▸ Source:
++++++

# Why only 20.2 MP for the 1DXMarkII ?



## JumboShrimp (Feb 7, 2016)

Just wondering if Canon is telling us that 20.2 MP is "enough" for a FF DSLR, and that more MP isn't needed for "quality" images ?


----------



## candc (Feb 7, 2016)

No, they make the 50mp 5ds also. Different uses. They have said they are going to make cameras intended for specific needs. Both fit the bill.


----------



## Mancubus (Feb 7, 2016)

You can't have 14+ fps and over 150 photos buffer if the file sizes are big. This is a camera built for speed.


----------



## tpatana (Feb 7, 2016)

Mancubus said:


> You can't have 14+ fps and over 150 photos buffer if the file sizes are big. This is a camera built for speed.



Plus high-iso noise is better.

So yes, there's plenty reasons for that, and there's different market segment for high Mpix bodies.


----------



## brianftpc (Feb 7, 2016)

If they give us too many more megapixels without radically redesigning the sensor then they risk putting out a camera thats meant to excel in low light thats only as good or worse than the previous generation and thats just not gonna sell. If im taking pictures in a gym with bad lighting im not upgrading my camera for more megapixels....im upgrading so my images can look better at a higher iso or so i can shoot on the same iso but at a higher shutter speed to freeze action better.

++++++

[Listing from a point labeling set]
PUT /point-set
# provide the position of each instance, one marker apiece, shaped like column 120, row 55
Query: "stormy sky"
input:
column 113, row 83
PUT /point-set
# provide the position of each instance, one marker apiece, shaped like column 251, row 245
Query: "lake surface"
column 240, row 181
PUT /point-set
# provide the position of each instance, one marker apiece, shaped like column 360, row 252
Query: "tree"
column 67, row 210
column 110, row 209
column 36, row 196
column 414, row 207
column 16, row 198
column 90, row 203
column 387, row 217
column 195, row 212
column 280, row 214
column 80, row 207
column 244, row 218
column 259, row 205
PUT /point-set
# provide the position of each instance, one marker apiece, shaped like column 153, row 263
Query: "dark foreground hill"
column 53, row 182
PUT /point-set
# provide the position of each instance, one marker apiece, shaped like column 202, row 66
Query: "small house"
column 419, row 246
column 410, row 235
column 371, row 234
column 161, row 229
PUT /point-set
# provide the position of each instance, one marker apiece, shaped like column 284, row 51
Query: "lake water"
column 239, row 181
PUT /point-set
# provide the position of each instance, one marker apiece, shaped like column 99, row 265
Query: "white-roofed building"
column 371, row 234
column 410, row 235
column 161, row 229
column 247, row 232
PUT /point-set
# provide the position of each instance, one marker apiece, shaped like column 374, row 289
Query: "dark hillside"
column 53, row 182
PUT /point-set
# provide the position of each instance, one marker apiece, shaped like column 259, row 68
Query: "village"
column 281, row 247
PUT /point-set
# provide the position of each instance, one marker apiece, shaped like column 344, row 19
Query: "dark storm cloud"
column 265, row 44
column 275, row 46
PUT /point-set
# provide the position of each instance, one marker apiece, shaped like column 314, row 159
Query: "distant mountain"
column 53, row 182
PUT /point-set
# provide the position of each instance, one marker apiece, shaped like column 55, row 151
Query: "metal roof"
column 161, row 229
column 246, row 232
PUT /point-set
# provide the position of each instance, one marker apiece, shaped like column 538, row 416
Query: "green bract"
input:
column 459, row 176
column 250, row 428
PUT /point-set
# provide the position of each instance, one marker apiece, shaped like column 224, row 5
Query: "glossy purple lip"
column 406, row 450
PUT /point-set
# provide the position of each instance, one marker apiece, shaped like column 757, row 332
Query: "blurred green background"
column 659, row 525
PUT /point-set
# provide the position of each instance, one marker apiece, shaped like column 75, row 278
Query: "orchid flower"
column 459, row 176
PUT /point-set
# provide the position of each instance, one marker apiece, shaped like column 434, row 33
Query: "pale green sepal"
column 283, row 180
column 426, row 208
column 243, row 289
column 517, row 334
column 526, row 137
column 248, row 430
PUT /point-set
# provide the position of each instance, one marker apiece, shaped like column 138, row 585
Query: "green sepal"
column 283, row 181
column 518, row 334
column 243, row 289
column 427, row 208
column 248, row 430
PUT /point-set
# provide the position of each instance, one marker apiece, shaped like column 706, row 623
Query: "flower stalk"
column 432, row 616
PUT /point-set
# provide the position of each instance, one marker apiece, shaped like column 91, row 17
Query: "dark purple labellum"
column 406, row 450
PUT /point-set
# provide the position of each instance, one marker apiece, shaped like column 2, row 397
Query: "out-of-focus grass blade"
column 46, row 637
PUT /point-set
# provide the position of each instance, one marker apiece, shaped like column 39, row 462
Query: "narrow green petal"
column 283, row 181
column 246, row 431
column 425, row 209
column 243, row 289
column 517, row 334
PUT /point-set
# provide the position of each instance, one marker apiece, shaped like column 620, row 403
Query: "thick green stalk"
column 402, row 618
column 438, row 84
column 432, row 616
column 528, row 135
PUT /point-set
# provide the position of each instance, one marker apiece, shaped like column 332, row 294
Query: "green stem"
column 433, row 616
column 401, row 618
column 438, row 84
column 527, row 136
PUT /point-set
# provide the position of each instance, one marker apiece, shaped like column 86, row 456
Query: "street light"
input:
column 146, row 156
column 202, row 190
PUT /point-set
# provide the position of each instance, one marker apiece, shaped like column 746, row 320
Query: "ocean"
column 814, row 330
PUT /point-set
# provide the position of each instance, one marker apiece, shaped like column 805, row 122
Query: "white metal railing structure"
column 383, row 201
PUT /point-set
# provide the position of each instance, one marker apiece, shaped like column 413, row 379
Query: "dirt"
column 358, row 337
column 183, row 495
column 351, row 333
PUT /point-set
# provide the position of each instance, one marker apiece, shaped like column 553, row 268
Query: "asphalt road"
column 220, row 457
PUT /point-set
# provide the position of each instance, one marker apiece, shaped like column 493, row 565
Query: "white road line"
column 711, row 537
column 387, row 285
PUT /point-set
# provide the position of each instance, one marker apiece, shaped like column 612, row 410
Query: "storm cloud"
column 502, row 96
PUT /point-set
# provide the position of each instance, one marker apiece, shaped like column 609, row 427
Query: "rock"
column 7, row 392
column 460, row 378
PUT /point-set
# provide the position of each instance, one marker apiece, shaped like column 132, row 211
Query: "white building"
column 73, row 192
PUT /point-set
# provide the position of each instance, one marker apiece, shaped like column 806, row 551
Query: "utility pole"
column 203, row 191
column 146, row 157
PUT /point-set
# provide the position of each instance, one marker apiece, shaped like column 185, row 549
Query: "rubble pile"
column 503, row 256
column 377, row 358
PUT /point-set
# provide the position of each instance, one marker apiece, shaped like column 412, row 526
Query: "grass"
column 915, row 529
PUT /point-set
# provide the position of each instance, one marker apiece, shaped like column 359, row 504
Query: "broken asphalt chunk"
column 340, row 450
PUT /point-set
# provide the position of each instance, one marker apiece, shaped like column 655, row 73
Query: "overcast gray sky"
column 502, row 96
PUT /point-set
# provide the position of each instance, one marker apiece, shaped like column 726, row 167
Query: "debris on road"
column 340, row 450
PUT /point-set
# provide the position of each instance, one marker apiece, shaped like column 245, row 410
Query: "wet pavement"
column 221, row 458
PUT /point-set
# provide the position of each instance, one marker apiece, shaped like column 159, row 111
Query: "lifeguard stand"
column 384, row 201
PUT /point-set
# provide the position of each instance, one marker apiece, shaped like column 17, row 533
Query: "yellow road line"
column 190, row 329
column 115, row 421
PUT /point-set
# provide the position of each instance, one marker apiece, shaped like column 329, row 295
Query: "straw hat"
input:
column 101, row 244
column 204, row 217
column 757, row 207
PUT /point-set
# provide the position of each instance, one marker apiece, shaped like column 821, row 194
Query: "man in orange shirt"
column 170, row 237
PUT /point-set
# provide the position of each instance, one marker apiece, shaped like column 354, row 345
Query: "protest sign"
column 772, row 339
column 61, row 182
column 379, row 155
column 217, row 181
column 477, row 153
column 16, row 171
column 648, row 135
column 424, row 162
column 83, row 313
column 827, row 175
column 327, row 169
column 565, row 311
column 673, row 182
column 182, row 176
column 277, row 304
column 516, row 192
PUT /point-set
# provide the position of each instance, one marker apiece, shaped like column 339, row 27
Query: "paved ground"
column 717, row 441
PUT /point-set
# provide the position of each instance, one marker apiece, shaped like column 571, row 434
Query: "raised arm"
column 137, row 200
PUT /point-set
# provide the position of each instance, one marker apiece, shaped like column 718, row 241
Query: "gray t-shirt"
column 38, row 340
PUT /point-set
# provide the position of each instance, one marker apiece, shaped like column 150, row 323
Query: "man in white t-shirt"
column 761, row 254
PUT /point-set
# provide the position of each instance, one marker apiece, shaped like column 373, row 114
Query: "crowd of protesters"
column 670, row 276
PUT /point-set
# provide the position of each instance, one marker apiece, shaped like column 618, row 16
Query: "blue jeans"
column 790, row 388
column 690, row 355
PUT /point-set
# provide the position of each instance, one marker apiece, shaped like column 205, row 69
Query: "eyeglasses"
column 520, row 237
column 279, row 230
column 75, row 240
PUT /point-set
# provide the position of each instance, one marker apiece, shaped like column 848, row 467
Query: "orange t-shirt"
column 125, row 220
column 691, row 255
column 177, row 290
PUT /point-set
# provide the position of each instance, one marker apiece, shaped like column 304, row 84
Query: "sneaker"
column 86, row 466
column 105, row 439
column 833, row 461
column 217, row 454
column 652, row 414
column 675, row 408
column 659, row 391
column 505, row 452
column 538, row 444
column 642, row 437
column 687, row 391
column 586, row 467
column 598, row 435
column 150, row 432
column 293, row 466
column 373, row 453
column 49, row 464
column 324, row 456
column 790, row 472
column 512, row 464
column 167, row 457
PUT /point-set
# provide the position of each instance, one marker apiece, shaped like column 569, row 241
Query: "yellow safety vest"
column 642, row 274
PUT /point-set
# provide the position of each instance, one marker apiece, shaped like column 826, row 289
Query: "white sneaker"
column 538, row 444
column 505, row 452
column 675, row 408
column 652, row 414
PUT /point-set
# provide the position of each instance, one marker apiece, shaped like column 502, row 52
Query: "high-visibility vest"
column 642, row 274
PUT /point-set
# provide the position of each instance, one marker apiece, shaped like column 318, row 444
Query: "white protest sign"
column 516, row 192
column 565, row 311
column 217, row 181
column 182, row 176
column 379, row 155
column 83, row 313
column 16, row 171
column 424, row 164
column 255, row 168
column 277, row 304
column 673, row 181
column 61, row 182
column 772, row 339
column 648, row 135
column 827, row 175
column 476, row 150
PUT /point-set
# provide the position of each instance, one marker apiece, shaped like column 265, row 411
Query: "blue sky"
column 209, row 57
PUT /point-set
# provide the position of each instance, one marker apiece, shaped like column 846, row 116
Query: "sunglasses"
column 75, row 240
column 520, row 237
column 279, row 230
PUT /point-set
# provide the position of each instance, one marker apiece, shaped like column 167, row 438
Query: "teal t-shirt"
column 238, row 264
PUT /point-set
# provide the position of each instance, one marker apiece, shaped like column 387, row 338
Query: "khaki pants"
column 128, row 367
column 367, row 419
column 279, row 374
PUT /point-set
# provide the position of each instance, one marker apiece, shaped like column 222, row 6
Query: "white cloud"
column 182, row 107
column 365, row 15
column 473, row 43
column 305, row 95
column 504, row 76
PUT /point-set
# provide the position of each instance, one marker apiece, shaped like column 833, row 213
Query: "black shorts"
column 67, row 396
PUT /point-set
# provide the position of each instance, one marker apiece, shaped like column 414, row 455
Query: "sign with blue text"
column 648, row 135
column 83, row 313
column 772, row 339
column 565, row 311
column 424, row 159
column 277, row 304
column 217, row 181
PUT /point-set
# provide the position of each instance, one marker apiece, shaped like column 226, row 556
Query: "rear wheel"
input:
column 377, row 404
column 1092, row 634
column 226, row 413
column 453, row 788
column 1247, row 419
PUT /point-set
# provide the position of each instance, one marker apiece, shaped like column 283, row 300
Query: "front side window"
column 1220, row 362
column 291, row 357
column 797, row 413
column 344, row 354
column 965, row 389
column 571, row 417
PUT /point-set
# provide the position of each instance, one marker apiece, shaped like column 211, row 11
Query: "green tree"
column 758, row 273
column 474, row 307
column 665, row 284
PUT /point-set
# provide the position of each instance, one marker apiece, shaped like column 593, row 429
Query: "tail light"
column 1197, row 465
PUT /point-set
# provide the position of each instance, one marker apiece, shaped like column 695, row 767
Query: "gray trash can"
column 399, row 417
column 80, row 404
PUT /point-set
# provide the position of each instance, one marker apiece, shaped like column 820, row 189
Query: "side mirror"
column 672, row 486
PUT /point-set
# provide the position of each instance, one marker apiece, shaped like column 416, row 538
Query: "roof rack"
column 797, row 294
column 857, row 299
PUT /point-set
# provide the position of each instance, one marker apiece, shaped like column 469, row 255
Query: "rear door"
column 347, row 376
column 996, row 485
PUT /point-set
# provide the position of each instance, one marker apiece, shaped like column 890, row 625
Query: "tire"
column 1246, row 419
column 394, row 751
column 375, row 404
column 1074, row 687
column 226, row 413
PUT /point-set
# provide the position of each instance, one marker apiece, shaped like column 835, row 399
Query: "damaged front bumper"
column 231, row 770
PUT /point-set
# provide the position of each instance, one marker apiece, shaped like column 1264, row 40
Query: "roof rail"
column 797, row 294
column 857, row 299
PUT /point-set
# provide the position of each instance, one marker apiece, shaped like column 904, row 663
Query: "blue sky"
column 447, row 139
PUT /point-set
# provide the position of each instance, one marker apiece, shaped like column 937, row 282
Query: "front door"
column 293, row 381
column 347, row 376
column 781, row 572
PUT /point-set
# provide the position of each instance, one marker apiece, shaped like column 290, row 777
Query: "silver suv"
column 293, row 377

++++++

▸ Job: Rewrite the thread on the 1DX Mark II's 20.2 MP resolution from "## tpatana (Feb" up to and including "noise is better.", replacing "fps" with "frames per second".

▸ Written reply:
## tpatana (Feb 7, 2016)

Mancubus said:


> You can't have 14+ frames per second and over 150 photos buffer if the file sizes are big. This is a camera built for speed.



Plus high-iso noise is better.